» EXERCISE MATERIAL:
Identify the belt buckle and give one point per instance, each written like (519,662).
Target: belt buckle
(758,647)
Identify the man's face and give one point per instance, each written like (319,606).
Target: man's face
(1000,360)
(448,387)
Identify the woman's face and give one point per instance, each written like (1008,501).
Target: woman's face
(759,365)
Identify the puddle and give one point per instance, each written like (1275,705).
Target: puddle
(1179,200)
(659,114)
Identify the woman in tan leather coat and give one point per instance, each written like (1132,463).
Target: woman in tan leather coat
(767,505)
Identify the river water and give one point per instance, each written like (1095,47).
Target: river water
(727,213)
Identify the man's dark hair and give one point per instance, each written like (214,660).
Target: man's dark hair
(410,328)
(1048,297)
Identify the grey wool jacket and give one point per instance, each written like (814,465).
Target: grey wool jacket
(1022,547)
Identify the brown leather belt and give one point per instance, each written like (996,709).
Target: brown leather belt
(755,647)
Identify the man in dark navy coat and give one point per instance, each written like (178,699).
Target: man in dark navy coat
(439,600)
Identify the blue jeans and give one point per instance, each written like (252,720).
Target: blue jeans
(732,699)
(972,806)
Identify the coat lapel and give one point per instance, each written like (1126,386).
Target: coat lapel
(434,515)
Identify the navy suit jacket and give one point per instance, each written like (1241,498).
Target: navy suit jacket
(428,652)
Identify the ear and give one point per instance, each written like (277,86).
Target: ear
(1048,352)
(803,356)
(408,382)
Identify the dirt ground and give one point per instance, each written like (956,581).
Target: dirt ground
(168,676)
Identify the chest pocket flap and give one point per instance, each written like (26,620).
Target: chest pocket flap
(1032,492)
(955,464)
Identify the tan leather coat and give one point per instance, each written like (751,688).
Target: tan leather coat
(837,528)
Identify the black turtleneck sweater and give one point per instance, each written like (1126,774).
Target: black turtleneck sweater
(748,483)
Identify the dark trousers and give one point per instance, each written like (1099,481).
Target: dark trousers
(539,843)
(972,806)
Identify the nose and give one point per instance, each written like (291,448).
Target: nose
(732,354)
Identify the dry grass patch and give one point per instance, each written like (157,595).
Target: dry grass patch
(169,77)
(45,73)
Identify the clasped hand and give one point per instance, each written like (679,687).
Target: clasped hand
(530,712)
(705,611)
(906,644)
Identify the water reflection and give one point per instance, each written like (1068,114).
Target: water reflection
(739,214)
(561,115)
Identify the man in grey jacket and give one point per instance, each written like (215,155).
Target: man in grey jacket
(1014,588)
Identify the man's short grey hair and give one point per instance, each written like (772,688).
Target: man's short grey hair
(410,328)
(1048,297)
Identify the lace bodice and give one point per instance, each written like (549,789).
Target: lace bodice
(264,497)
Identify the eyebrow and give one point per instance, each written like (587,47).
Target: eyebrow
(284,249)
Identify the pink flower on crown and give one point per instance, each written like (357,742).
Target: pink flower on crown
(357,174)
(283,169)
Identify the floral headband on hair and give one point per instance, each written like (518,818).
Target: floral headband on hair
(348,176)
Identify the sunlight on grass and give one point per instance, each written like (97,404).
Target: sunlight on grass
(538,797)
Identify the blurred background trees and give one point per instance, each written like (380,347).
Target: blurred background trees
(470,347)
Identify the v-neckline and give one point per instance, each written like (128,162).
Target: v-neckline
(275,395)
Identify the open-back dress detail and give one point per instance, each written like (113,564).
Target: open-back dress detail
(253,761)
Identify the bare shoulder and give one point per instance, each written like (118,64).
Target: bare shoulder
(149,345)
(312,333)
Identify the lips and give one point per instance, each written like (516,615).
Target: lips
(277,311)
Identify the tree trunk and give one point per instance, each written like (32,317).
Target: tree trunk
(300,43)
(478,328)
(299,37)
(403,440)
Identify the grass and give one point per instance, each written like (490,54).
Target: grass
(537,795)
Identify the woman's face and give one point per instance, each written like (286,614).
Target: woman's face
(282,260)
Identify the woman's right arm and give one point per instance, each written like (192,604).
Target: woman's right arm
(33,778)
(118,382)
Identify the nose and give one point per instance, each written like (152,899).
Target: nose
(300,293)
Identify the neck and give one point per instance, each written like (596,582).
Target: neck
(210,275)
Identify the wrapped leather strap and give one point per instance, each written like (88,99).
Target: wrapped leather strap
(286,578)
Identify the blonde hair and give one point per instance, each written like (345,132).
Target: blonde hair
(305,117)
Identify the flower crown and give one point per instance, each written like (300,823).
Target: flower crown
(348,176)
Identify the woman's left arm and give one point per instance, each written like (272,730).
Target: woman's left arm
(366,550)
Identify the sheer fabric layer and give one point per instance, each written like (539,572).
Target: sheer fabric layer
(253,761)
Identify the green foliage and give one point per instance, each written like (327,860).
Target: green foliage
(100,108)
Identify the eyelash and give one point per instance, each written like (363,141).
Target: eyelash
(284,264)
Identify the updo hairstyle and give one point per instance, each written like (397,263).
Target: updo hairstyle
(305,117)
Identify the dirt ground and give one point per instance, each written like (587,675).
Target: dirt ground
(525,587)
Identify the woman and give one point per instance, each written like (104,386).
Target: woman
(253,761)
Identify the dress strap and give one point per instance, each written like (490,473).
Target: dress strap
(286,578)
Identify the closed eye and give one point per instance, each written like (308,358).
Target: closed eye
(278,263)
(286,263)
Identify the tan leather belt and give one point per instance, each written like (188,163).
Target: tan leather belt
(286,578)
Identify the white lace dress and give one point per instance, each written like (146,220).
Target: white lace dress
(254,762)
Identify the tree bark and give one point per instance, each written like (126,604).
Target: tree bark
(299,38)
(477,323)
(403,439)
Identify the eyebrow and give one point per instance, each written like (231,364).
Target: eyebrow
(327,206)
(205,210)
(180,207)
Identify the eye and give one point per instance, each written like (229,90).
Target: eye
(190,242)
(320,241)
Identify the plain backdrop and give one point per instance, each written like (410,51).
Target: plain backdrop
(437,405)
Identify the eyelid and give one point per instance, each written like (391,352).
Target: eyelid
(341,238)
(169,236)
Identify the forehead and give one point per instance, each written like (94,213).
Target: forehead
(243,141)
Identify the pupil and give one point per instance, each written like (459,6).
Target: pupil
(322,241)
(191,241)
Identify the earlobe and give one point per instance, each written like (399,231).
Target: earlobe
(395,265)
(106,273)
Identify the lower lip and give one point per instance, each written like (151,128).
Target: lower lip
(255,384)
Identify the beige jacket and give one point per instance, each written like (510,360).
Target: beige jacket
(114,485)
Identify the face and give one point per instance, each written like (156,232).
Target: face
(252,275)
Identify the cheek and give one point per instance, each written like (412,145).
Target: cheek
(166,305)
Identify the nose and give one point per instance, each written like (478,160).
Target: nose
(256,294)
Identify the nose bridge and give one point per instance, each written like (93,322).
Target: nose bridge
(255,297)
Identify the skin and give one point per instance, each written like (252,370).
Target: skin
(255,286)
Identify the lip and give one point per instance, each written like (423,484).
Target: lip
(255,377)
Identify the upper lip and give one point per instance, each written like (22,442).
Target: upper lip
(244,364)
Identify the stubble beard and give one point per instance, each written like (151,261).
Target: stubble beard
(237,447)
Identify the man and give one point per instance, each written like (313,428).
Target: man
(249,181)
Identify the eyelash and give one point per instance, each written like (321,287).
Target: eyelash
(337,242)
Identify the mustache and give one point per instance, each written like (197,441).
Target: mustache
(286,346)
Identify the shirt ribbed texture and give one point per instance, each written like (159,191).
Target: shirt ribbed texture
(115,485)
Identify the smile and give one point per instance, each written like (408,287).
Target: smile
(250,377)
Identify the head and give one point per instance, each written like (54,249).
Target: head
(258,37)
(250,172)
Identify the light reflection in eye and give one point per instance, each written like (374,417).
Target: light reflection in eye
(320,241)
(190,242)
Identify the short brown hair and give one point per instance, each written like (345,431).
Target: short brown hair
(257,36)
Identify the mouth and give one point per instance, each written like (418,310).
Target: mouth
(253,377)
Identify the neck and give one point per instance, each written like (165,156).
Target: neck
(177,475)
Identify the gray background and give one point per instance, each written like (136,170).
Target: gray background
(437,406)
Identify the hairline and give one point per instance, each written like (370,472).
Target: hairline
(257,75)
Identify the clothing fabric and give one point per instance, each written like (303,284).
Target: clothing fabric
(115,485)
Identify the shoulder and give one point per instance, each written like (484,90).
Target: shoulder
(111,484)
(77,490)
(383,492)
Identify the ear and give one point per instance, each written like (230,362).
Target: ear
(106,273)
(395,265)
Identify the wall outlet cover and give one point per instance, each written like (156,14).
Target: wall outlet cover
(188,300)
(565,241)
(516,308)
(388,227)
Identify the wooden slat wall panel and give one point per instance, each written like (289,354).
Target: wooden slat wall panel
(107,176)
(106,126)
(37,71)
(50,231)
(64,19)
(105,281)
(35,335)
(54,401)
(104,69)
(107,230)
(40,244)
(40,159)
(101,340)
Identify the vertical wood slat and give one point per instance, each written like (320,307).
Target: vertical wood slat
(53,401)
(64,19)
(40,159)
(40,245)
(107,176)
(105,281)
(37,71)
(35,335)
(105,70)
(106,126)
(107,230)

» CHALLENGE: Return the line that contains "Identify the hairline" and all lines after it, verbatim, and nothing else.

» FULL ANSWER:
Identify the hairline and give one point per instance, each written like (370,472).
Target: hairline
(257,75)
Identify the clothing fabric and give one point per instance, each written like (303,284).
Target: clothing fabric
(115,485)
Identify the shoulder and give one point per instance, each written like (484,90).
Target: shoulder
(111,484)
(77,490)
(383,492)
Identify the ear and give one point per instance, each written like (230,362).
Target: ear
(106,273)
(395,265)
Identify the wall outlet cover and give one point per instance, each written like (156,14).
Target: wall outlet cover
(188,300)
(565,241)
(516,308)
(388,227)
Identify the wooden slat wall panel and give one point per instance, each written like (289,354).
Target: wooden slat wall panel
(107,176)
(106,126)
(37,71)
(50,231)
(64,19)
(105,281)
(35,335)
(54,401)
(104,69)
(107,230)
(40,244)
(40,159)
(101,340)
Identify the vertical wood slat and give one point per instance, each written like (320,307).
Target: vertical wood slat
(53,401)
(64,19)
(40,159)
(40,245)
(107,176)
(105,281)
(37,71)
(35,335)
(105,70)
(106,126)
(107,230)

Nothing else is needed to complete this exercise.